═══ Information provided ═══

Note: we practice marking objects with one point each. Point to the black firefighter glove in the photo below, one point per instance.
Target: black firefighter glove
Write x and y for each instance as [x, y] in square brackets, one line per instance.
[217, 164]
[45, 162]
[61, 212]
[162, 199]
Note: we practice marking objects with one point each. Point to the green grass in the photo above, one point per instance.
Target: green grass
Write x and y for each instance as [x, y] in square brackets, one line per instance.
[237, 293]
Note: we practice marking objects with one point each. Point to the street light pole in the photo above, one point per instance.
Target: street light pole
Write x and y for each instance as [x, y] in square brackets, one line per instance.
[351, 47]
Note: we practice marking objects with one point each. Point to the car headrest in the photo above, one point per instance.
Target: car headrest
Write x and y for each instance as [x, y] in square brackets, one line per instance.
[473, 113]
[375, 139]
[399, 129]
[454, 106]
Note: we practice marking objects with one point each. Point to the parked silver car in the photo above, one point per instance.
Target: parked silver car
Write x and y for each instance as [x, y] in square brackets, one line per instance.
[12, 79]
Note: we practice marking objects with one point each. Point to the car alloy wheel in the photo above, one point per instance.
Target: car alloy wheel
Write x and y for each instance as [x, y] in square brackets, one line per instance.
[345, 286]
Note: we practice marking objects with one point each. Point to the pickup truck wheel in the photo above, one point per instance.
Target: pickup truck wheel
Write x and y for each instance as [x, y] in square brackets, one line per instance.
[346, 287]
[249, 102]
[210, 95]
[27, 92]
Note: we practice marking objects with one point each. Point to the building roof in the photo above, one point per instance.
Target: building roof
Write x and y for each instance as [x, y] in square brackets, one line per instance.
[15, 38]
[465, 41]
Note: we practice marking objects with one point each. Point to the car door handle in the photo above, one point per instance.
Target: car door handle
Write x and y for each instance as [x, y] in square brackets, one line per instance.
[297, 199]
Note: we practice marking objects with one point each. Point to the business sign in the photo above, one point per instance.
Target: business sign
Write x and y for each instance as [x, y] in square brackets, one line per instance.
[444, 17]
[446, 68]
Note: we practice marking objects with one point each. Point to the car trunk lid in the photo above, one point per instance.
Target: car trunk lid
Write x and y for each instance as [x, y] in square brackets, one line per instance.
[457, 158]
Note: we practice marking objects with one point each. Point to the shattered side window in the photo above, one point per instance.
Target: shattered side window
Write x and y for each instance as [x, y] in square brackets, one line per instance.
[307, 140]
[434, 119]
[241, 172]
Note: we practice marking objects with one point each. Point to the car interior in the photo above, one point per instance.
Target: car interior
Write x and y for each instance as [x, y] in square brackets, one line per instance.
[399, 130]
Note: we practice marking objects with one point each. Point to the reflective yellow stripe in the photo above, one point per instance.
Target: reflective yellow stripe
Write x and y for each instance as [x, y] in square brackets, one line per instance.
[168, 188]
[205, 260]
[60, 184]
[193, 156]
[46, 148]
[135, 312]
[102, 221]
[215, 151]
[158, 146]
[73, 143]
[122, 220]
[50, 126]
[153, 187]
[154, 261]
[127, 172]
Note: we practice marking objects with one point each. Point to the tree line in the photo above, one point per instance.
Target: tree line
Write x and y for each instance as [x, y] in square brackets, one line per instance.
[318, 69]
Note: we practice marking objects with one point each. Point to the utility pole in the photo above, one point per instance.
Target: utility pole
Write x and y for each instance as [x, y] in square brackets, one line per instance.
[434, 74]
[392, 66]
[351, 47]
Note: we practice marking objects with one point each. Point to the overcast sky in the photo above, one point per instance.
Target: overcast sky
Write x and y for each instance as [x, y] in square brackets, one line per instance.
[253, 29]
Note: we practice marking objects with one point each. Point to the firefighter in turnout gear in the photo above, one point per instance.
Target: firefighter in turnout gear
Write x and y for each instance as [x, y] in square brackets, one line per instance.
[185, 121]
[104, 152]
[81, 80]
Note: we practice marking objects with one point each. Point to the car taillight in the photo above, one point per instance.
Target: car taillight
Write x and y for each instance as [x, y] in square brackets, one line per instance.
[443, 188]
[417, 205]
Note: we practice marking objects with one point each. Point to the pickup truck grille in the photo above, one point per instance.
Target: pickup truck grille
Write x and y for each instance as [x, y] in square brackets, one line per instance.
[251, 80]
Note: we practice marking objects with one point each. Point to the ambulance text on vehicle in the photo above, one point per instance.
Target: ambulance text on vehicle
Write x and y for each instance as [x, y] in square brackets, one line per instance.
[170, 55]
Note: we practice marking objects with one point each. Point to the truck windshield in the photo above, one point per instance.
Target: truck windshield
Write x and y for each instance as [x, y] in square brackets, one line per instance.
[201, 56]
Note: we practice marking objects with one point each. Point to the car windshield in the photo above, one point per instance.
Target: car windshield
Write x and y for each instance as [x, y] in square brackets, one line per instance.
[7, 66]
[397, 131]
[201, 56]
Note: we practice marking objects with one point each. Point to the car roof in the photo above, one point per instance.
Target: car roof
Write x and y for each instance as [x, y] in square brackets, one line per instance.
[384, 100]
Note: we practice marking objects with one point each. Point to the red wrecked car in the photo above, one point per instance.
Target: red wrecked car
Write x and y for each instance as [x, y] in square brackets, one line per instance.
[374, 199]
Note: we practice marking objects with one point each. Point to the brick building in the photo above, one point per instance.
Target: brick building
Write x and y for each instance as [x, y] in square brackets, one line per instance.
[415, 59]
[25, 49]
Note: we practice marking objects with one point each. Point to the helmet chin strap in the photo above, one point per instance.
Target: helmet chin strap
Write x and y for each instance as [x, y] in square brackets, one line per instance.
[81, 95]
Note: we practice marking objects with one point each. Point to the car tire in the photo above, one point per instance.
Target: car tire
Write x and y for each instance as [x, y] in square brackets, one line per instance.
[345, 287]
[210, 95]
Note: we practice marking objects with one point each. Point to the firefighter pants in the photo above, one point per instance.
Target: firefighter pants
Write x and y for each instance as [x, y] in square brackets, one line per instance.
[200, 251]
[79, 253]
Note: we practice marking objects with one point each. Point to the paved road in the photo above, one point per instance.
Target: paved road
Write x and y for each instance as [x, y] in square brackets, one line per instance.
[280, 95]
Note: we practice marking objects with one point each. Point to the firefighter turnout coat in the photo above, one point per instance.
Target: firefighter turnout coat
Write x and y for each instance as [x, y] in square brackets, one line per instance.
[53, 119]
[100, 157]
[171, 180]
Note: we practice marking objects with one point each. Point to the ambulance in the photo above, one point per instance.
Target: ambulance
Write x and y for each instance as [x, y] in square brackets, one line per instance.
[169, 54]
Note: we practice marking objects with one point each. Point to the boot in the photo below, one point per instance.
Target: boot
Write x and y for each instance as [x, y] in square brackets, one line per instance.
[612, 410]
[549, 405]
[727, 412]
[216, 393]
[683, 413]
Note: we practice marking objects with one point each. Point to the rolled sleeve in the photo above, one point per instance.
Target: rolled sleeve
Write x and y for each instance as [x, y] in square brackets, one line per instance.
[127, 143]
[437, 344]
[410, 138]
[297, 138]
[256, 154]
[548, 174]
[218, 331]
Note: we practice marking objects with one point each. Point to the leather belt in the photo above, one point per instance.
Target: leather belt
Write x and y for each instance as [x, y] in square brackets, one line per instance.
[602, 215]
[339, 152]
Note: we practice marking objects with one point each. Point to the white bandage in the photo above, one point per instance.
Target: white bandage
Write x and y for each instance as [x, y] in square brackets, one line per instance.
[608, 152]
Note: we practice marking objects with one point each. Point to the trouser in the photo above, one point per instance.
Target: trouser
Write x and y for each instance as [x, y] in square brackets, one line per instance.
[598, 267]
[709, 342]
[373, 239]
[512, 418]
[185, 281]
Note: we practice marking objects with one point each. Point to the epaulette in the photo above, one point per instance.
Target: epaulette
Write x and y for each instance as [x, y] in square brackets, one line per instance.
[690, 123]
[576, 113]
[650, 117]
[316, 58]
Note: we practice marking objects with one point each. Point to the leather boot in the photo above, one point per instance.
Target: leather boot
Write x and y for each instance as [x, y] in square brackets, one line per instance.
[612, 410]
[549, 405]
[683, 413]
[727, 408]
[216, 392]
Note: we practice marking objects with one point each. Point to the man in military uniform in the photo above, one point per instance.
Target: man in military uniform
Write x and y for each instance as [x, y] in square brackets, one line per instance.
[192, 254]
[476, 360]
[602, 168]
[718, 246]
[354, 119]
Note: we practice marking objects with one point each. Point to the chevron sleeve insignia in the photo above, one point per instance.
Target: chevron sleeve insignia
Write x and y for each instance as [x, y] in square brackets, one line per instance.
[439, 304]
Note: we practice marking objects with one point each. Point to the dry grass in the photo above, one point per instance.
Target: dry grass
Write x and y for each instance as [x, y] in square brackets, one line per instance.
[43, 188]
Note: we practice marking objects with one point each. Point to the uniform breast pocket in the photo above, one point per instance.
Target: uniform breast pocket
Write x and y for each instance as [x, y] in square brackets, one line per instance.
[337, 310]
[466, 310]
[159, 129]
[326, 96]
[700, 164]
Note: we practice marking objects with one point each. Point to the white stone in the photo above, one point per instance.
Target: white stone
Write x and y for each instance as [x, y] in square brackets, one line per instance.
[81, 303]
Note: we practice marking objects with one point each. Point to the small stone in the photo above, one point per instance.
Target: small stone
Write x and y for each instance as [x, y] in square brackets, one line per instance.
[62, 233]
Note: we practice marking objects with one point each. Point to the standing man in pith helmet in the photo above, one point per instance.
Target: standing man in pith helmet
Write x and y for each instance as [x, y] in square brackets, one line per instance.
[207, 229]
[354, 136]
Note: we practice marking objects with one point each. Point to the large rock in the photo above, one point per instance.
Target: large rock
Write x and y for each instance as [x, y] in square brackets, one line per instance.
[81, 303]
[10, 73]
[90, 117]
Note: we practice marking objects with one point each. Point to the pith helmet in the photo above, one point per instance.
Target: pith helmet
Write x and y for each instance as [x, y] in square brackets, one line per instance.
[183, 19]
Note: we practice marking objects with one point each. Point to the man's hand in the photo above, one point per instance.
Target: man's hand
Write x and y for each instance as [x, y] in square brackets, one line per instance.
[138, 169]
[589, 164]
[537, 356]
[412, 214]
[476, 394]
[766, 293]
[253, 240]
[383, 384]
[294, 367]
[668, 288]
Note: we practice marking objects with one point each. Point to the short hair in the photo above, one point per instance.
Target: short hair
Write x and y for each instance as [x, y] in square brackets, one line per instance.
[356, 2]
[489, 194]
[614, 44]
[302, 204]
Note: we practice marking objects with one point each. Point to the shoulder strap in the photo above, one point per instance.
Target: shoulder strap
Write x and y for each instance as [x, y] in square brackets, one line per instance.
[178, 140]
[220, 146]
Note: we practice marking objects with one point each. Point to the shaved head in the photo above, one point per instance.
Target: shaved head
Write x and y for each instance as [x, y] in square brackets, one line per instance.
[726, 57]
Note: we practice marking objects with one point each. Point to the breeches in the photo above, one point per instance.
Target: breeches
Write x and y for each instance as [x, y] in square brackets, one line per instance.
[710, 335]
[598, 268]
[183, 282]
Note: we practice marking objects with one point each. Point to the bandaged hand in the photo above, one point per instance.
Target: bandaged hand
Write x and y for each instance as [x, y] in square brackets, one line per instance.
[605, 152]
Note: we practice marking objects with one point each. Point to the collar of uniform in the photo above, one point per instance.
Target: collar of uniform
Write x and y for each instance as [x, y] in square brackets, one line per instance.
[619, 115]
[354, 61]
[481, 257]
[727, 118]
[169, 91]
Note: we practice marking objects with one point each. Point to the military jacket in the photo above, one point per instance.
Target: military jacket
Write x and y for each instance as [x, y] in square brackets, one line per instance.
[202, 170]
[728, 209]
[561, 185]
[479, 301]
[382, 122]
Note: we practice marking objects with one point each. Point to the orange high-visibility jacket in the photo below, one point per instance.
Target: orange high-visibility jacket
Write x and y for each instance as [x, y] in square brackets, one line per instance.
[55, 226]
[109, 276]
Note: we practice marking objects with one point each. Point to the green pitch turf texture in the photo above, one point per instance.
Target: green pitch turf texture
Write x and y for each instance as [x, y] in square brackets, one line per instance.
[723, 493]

═══

▶ **What is needed**
The expected answer is a number and nothing else: how many lines above include the word "boot".

▶ **Solution below**
4